(Beginning of Document text)

Fed. R. Evid. 804(a) - Hearsay exceptions; declarant unavailable
(a) Definition of unavailability. “Unavailability as a witness” includes situations in which the declarant - (5) is absent from the hearing and the proponent of a statement has been unable to procure the declarant’s attendance (or in the case of a hearsay exception under subdivision (b)(2), (3), or (4), the declarant’s attendance or testimony) by process or other reasonable means.
The phrases “Government of the Virgin Islands” and “People of the Virgin Islands” are interchangeable.
Defendant Kamal Thomas, a co-defendant in the prior consolidated trial, was acquitted of.all homicide charged in the first trial. See People v. Kamal Thomas, Crim No. ST-07-CR-298, 2010 V.I. LEXIS 51 (2010).

(End of Document text)
(Beginning of Entries provided)

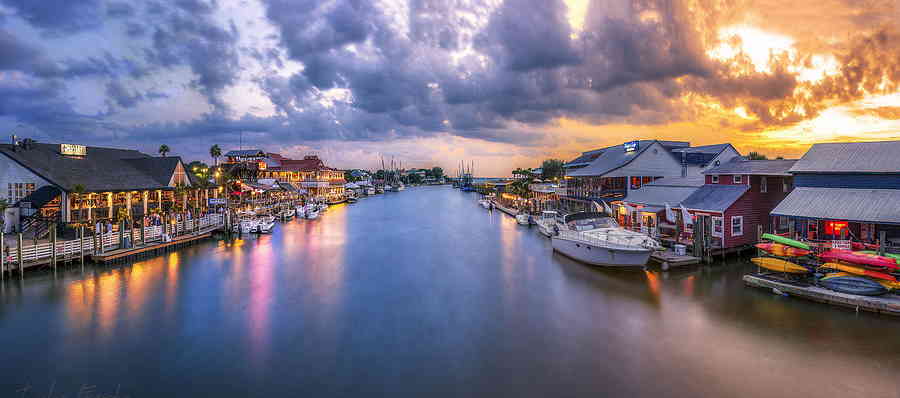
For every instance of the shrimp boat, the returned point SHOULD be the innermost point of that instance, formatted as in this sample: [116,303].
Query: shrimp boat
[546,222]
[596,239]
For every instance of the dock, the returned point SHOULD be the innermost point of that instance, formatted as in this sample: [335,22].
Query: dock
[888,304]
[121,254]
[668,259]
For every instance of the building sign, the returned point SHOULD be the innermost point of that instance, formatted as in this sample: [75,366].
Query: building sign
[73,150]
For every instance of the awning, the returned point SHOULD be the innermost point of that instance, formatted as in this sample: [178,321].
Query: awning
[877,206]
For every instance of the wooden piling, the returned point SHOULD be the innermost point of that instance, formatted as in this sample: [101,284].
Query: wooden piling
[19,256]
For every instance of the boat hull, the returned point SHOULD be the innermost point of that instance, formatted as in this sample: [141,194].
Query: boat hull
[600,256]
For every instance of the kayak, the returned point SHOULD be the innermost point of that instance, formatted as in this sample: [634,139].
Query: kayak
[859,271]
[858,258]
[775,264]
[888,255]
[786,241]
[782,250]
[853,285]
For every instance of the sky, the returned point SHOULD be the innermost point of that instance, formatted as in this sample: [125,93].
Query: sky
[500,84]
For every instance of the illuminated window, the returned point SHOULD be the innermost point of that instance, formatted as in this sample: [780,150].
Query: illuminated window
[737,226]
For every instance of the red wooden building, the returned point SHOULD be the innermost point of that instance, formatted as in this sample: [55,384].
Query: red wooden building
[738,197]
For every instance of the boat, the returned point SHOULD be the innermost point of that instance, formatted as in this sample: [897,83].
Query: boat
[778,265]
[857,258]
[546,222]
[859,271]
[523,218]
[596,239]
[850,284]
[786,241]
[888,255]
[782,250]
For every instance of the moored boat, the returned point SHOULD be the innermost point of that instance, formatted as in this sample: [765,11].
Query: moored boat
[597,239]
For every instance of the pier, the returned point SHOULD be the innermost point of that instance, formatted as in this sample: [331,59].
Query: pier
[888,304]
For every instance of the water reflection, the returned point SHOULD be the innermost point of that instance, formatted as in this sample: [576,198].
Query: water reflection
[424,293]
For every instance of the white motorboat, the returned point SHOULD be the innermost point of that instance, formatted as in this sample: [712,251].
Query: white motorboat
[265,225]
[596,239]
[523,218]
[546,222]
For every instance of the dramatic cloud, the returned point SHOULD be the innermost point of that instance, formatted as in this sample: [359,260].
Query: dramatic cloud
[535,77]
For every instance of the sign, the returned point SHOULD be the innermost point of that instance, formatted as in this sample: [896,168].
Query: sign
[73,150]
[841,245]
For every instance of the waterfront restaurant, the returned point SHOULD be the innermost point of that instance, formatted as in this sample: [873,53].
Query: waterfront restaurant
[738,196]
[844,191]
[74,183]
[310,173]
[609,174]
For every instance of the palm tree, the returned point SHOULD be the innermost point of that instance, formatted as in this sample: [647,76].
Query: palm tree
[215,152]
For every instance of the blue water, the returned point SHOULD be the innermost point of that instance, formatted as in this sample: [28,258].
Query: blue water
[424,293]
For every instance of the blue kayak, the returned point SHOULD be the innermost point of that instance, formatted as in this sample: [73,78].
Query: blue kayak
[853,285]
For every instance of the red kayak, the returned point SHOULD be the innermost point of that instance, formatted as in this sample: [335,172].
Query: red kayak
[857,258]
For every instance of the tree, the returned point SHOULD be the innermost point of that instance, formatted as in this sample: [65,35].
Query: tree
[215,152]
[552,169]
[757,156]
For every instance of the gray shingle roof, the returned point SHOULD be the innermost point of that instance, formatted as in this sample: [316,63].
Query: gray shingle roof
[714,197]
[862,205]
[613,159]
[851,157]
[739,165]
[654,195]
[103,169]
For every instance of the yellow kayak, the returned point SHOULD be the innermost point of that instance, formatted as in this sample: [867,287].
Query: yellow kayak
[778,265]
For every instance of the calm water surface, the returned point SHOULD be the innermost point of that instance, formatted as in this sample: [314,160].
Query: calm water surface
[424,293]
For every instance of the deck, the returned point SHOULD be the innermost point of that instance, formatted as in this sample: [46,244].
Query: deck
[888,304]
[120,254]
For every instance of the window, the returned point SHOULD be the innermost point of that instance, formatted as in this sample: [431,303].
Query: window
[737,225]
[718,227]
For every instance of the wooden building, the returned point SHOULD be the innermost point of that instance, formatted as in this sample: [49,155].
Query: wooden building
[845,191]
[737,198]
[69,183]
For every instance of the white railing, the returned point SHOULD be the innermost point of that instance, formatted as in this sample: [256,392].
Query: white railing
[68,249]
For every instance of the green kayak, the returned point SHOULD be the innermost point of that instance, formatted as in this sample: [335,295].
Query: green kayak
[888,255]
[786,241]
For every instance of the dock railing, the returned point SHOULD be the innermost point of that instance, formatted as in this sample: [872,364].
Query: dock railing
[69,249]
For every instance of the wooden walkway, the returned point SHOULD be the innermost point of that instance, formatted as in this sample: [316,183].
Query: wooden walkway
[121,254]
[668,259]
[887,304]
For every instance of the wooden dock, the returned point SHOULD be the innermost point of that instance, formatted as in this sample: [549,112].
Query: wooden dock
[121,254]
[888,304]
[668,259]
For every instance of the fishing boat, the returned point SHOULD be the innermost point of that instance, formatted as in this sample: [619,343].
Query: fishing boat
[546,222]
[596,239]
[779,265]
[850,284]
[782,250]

(End of Entries provided)

• [Task brief] From the text on hearsay exceptions, return verbatim the passage between "Fed. R. Evid." and "other reasonable means.", inclusive.

• [Answer to this exercise]
Fed. R. Evid. 804(a) - Hearsay exceptions; declarant unavailable
(a) Definition of unavailability. “Unavailability as a witness” includes situations in which the declarant - (5) is absent from the hearing and the proponent of a statement has been unable to procure the declarant’s attendance (or in the case of a hearsay exception under subdivision (b)(2), (3), or (4), the declarant’s attendance or testimony) by process or other reasonable means.